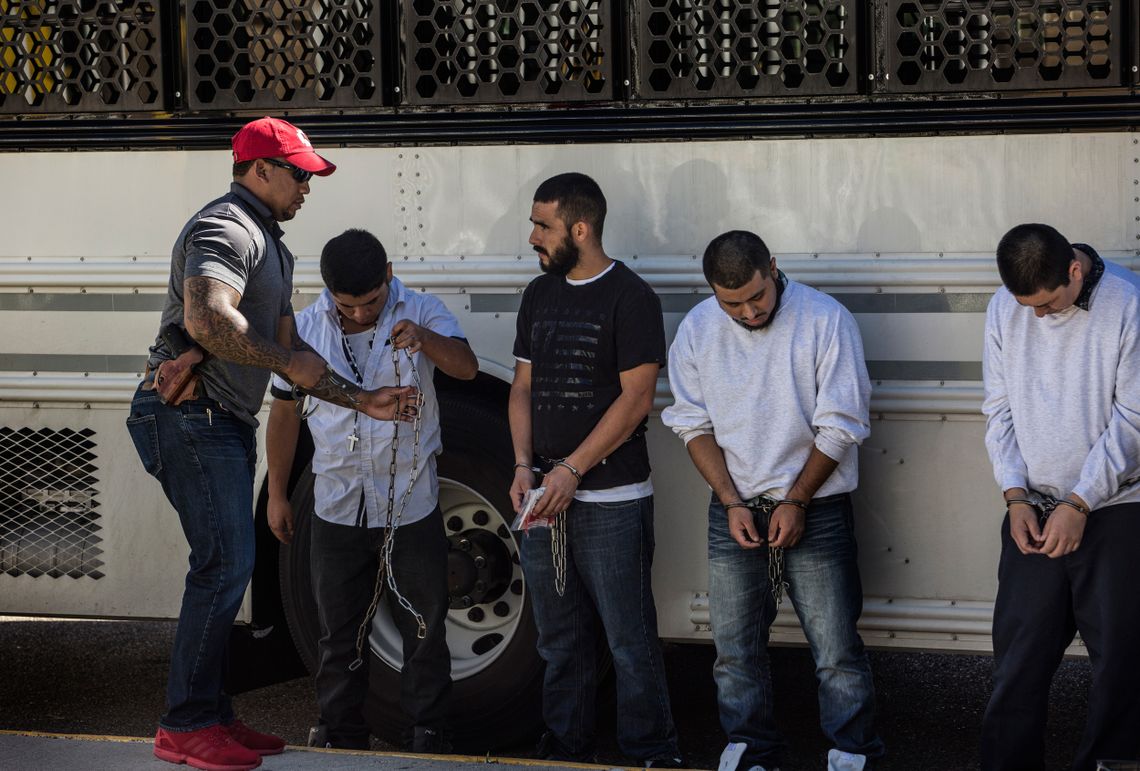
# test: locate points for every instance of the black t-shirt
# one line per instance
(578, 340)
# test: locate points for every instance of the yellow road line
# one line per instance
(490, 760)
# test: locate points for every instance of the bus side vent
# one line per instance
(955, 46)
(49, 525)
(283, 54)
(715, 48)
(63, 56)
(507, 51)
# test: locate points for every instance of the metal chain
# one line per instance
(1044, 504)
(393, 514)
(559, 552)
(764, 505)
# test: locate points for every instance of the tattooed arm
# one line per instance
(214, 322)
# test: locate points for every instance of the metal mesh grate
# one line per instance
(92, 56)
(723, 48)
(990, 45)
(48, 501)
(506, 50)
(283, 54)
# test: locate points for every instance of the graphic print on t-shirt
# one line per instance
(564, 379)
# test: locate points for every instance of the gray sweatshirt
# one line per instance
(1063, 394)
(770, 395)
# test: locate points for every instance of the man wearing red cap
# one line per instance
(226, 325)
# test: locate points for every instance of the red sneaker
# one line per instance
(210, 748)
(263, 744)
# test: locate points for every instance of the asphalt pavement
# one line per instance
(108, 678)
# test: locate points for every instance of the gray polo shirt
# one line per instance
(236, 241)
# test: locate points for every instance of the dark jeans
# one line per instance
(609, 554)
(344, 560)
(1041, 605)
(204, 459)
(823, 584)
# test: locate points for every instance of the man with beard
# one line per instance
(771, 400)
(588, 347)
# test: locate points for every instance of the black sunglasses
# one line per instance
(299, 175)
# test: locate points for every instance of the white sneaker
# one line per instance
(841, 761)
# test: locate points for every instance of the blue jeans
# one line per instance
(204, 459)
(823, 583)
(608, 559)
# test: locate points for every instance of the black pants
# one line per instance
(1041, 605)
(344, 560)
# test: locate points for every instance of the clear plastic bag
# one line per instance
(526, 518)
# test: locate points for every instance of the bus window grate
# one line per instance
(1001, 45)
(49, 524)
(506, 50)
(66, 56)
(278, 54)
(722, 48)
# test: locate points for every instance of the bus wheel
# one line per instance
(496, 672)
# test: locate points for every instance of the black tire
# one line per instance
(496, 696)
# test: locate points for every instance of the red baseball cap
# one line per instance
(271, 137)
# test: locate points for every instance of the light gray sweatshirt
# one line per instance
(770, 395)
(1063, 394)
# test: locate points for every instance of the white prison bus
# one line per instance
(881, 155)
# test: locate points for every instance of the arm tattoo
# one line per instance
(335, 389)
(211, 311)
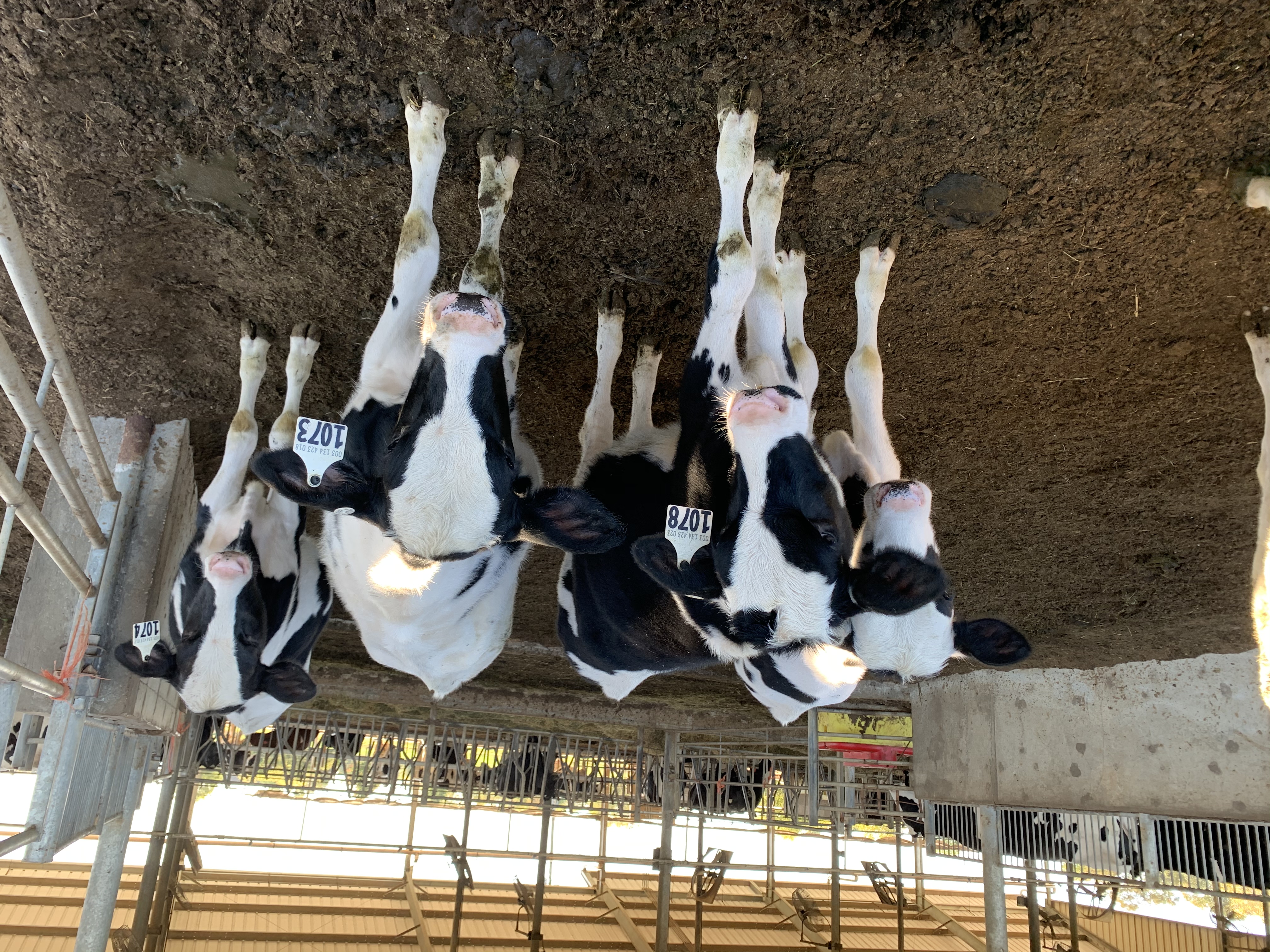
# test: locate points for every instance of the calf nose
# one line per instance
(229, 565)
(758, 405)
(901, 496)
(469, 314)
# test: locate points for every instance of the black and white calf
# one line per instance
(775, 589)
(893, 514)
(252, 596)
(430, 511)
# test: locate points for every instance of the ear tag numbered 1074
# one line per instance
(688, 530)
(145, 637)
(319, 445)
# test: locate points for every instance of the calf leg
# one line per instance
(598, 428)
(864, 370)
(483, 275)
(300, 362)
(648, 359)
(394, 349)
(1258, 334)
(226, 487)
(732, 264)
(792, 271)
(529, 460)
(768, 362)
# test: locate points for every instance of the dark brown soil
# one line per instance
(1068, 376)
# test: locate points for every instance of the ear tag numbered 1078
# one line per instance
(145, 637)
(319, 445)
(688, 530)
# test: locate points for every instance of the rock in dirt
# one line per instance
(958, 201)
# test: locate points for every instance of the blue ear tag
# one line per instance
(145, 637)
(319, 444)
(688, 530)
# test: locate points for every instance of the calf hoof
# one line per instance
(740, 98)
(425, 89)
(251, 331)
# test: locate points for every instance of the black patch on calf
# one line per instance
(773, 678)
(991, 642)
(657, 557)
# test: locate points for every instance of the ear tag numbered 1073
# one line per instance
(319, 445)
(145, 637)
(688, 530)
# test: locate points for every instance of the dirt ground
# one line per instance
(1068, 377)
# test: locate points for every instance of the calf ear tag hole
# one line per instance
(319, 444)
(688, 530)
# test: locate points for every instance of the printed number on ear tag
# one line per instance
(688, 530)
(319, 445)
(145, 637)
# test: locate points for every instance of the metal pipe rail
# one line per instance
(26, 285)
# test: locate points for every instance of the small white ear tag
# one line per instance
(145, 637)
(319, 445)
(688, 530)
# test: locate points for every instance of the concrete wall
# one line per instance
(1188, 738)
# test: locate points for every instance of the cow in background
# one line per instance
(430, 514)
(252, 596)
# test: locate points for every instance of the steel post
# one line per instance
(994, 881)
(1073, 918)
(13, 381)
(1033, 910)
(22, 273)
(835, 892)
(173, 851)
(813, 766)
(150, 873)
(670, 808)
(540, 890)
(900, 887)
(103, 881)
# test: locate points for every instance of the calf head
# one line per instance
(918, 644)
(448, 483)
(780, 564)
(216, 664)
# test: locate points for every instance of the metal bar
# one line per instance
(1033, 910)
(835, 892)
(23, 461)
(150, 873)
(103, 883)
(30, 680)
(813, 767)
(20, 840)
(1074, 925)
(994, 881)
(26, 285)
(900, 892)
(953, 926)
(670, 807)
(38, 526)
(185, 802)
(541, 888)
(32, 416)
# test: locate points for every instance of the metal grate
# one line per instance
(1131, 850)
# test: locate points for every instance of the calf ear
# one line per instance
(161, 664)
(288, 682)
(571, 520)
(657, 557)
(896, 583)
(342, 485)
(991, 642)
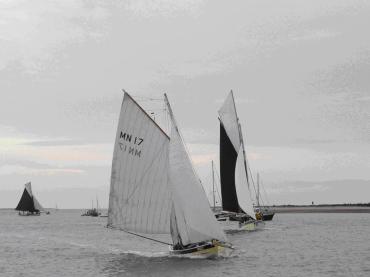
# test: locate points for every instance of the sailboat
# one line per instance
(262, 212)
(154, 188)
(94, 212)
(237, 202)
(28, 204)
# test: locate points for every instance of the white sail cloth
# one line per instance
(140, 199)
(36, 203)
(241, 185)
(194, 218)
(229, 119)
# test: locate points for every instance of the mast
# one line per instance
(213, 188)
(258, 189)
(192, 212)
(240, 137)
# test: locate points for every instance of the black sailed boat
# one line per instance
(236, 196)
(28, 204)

····················

Without carrying over any picture, retype the records above word for word.

_Result of the exercise_.
# test: locate points for every instance of the black t-shirt
# one line per instance
(578, 340)
# test: locate points for every instance of the yellow road line
# one line per instance
(490, 760)
# test: locate points for every instance of the bus side vent
# one line per instance
(955, 46)
(49, 525)
(283, 54)
(715, 48)
(63, 56)
(507, 51)
# test: locate points for every instance of the metal chain
# one line per instance
(1044, 504)
(393, 514)
(559, 552)
(764, 505)
# test: locate points for every instance of the tattooed arm
# one line per instance
(214, 322)
# test: locate points for every instance of the metal mesh grate
# one line per instance
(92, 56)
(723, 48)
(990, 45)
(48, 501)
(506, 50)
(283, 54)
# test: locate points for every instance of the graphic print on t-shirt
# one line per instance
(564, 379)
# test: locate points for every instance of the gray sweatshirt
# one line per instance
(1063, 394)
(770, 395)
# test: locate points for every instance of the man wearing red cap
# one line per instance
(226, 325)
# test: locate points for every instance of the red sneaker
# one line per instance
(210, 748)
(263, 744)
# test: locate points for every instance of the asphalt pavement
# one line per instance
(108, 678)
# test: locate points for every instance of the gray polo shirt
# one line per instance
(236, 241)
# test: locate points for every instance of the dark jeans
# one line per instance
(609, 554)
(344, 560)
(1041, 605)
(204, 459)
(823, 584)
# test: locate points for every instance of the man with beard
# one line per instance
(771, 400)
(588, 347)
# test: locate points for every instance of the black sunglasses
# one line per instance
(299, 175)
# test: locate points for every instance of the white sneaker
# one line per instance
(841, 761)
# test: locate points for every instance of the blue jeans
# one line per instance
(204, 459)
(823, 583)
(608, 559)
# test: locate points for every instance of the black pants
# one line per instance
(1041, 605)
(344, 560)
# test: locate points for every instance of the clear plastic bag
# one line per instance
(526, 518)
# test: locate points for every instance of the bus window grate
# one line per instance
(1001, 45)
(49, 524)
(506, 50)
(66, 56)
(278, 54)
(722, 48)
# test: locate points for every instance of the bus wheel
# one line per instance
(496, 672)
# test: locate points for every instance of the black tire
# one line per instance
(496, 696)
# test: locate points for every instance of the red baseball cap
# one line per instance
(271, 137)
# test: locate points for every instance of the light gray sweatshirt
# one line per instance
(770, 395)
(1063, 394)
# test: locate points for every instance of the white prison bus
# one line per instance
(881, 155)
# test: locate points for every instance of the arm tattoo
# one line per instance
(335, 389)
(211, 311)
# test: locate points for every instance of the calf nose
# one line per instance
(229, 565)
(758, 405)
(901, 496)
(469, 314)
# test: locate points for every instance of the black and white calf
# one line per instance
(775, 589)
(893, 514)
(252, 596)
(430, 511)
# test: locate points for every instance of the ear tag numbered 1074
# one line per instance
(688, 530)
(145, 637)
(319, 445)
# test: locate points for every instance of the calf leg
# one line per instance
(598, 428)
(864, 370)
(483, 275)
(300, 362)
(648, 359)
(394, 349)
(1258, 334)
(226, 487)
(732, 264)
(792, 271)
(529, 460)
(768, 362)
# test: locate points for every instance of the dark brown soil
# one line per instance
(1068, 376)
# test: locate points for every instance of the ear tag numbered 1078
# one line per instance
(145, 637)
(319, 445)
(688, 530)
# test: locate points for every instance of the rock in dirt
# one line per instance
(958, 201)
# test: locate points for every instance of the blue ear tag
# one line per instance
(145, 637)
(319, 444)
(688, 530)
# test: locate points for every instance of the calf hoof
# one line per instance
(740, 98)
(425, 89)
(251, 331)
# test: locate points for every instance of the black patch on calf
# one line per instance
(773, 678)
(991, 642)
(657, 557)
# test: locate points for every instance of the ear tag numbered 1073
# one line per instance
(319, 445)
(145, 637)
(688, 530)
# test: locate points for every instance of the dirt ground
# one line per instance
(1068, 377)
# test: locate points for every instance of the calf ear tag hole
# one line per instance
(319, 444)
(688, 530)
# test: locate points for every instance of the printed number on ear tag
# one line per instance
(688, 530)
(319, 445)
(145, 637)
# test: locate points for every instance of the metal pipe rail
# one line per instance
(26, 285)
# test: locate points for every instance of the small white ear tag
# one line per instance
(145, 637)
(319, 445)
(688, 530)
# test: locate points for every instance of the concrete wall
# one line per instance
(1188, 738)
# test: locate points for every instance of the cow in background
# one line per instance
(430, 514)
(252, 596)
# test: locate points for every instance of the steel post
# one line per instance
(994, 881)
(1073, 918)
(13, 381)
(1033, 910)
(22, 273)
(835, 892)
(173, 851)
(813, 766)
(150, 873)
(670, 808)
(540, 890)
(900, 887)
(103, 881)
# test: locate points for every instance of the calf head
# one line per instance
(918, 644)
(448, 483)
(780, 564)
(216, 664)
# test: locate points for every instance of the metal bar
# one line per instance
(1033, 910)
(835, 892)
(23, 461)
(150, 873)
(103, 883)
(30, 680)
(813, 767)
(20, 840)
(1074, 925)
(994, 881)
(26, 285)
(900, 892)
(953, 926)
(670, 807)
(38, 526)
(185, 802)
(541, 888)
(32, 416)
# test: locate points for every instance of the metal grate
# one line per instance
(1131, 850)
# test: locate points for every instance of the calf ear
# one line per instance
(161, 664)
(288, 682)
(571, 520)
(657, 557)
(896, 583)
(342, 485)
(991, 642)
# test: locate points for every instance of the sailboat
# one line per instance
(262, 212)
(154, 188)
(94, 212)
(237, 202)
(28, 204)
# test: locate points for every instance of the white sail cloth
# one line per instance
(140, 199)
(36, 203)
(241, 185)
(194, 218)
(229, 119)
# test: locate points for every instance of the mast
# one line per instance
(213, 188)
(258, 189)
(192, 212)
(240, 137)
# test: locate points for every instance of the black sailed boat
# one line per instance
(236, 196)
(28, 204)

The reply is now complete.